Restituisca senza alcuna modifica le righe dei record comprese tra quella che contiene "Could you put a marker on each instance of the black" e la fine dei record, estremi inclusi.

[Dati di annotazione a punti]
※ ※ ※
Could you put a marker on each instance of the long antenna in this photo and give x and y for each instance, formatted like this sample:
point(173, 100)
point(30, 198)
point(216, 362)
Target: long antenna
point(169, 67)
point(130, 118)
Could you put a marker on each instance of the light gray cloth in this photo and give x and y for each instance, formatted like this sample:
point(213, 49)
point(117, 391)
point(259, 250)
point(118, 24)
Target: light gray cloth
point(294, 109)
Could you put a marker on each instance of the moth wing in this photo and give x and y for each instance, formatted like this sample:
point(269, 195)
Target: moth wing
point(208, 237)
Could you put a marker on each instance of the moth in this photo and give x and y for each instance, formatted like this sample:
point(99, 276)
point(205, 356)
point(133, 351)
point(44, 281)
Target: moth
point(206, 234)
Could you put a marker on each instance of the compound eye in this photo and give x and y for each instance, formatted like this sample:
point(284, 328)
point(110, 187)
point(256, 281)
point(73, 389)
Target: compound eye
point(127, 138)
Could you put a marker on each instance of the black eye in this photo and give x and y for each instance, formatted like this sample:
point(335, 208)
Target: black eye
※ ※ ※
**RISULTATO FINALE**
Could you put a marker on each instance of the black eye in this photo and give x and y for each instance, formatted like this sample:
point(335, 208)
Target: black eye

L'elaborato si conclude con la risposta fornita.